GIVEN PROBLEM: Print all entries precisely as they are written.

ITEMS:

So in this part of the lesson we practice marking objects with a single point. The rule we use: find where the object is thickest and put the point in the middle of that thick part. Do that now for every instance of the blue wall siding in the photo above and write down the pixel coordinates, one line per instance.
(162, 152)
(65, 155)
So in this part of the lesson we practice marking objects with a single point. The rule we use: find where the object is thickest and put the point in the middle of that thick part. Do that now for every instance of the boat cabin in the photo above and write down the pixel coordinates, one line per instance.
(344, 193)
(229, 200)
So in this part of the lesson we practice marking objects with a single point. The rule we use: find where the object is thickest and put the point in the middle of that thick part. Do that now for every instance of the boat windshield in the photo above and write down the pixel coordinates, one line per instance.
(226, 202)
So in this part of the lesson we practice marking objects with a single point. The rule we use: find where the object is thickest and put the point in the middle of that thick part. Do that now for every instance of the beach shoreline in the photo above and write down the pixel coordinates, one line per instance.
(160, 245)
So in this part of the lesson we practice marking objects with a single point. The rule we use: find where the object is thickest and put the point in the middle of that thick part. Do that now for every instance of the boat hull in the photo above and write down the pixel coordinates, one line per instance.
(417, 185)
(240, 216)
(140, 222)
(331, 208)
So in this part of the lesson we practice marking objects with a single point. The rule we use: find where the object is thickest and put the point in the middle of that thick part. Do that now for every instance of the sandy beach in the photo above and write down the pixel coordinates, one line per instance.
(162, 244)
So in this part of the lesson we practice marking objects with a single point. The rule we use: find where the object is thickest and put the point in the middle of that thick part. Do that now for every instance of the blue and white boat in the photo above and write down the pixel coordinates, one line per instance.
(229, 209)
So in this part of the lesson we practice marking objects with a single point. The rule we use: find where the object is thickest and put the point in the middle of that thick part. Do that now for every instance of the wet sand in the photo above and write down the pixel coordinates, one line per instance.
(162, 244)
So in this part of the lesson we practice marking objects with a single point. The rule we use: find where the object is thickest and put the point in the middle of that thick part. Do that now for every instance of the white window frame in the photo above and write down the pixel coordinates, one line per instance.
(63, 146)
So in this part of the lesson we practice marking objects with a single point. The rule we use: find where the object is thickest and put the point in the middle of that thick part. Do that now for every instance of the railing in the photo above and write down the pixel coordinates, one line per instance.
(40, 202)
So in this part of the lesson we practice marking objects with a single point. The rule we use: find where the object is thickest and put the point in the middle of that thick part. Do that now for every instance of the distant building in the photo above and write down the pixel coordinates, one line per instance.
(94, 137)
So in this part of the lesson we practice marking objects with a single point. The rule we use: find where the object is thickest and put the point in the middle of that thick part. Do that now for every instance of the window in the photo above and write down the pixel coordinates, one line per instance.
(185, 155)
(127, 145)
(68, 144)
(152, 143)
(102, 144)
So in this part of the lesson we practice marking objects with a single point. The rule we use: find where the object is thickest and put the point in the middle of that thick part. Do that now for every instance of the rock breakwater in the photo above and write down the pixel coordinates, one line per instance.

RESULT OF THE TASK:
So in this part of the lesson we practice marking objects with a single point. The rule we use: find where the object is thickest and put the point in the middle of that thick part. Do that now for every instance of the blue wall siding in the photo above and write down the pixel coordinates, one line per instance.
(162, 152)
(65, 155)
So in this part of the lesson we practice marking objects with a single point. The rule we use: find where the object is thickest and put the point in the middle of that thick part. Do that now for every instance of the boat cabin in the photo above and write down the pixel coordinates, one line per instance.
(344, 193)
(229, 200)
So in this part of the lesson we practice marking objects with a single point. The rule we use: find where the object is thickest and put the point in the middle of that thick part. Do that now for every instance of the boat windshield in the photo above and write down the pixel coordinates, one line per instance.
(226, 202)
So in this part of the lesson we practice marking objects with a single point. The rule we use: find where the object is thickest and put the point in the middle of that thick part. Do that now for every instance of the beach shoreline in the photo above and write down the pixel coordinates, one line per instance.
(160, 245)
So in this part of the lesson we practice marking objects with a single point. The rule we use: find where the object is thickest and put the point in the middle of that thick part. Do that now for every instance of the boat hull in the photo above and write down the pixel coordinates, one line per instance.
(417, 185)
(240, 216)
(140, 222)
(331, 208)
So in this part of the lesson we practice marking objects with a single point. The rule we use: find where the object is thickest and put the point in the middle of that thick part. Do that now for every instance of the sandy beach in the photo above and write down the pixel coordinates, one line per instance.
(162, 244)
So in this part of the lesson we practice marking objects with a single point. The rule we use: find where the object is thickest and put the point in the middle of that thick part. Do that now for every instance of the blue and white boat in the photo above and write down the pixel coordinates, one line per instance.
(229, 209)
So in this part of the lesson we practice marking objects with a single point. The rule we use: find where the object is thickest and put the point in the middle of that thick part. Do that now for every instance of the wet sand in the photo above and write down the pixel coordinates, one line per instance.
(162, 244)
So in this part of the lesson we practice marking objects with a single point. The rule we use: find where the object is thickest and put the point in the middle of that thick part. Do that now for every instance of the white window frame in the photo above and write down the pixel coordinates, one line per instance.
(63, 146)
So in this part of the lesson we practice marking objects with a single point. The rule we use: find where the object is thickest and put the point in the middle of that thick part. Do that now for every instance of the railing in the photo above and write down the pixel coordinates, one line per instance.
(40, 202)
So in this part of the lesson we practice marking objects with a single point. The rule we use: find where the object is thickest and put the point in the middle of that thick part. Do that now for every instance of the distant building in the photo above and write down the pixel coordinates, one line per instance.
(94, 137)
So in this part of the lesson we practice marking objects with a single point. The rule we use: find where the object is thickest and put the point in the middle of that thick part. Do that now for every instance of the window in the photo above and write down the pixel coordinates, one line per instance.
(185, 155)
(127, 145)
(68, 144)
(152, 143)
(102, 144)
So in this part of the lesson we practice marking objects with a single point. The rule we use: find where the object is thickest and put the point in the middle of that thick part. Do that now for every instance of the rock breakwater in the photo above and write down the pixel coordinates, one line per instance.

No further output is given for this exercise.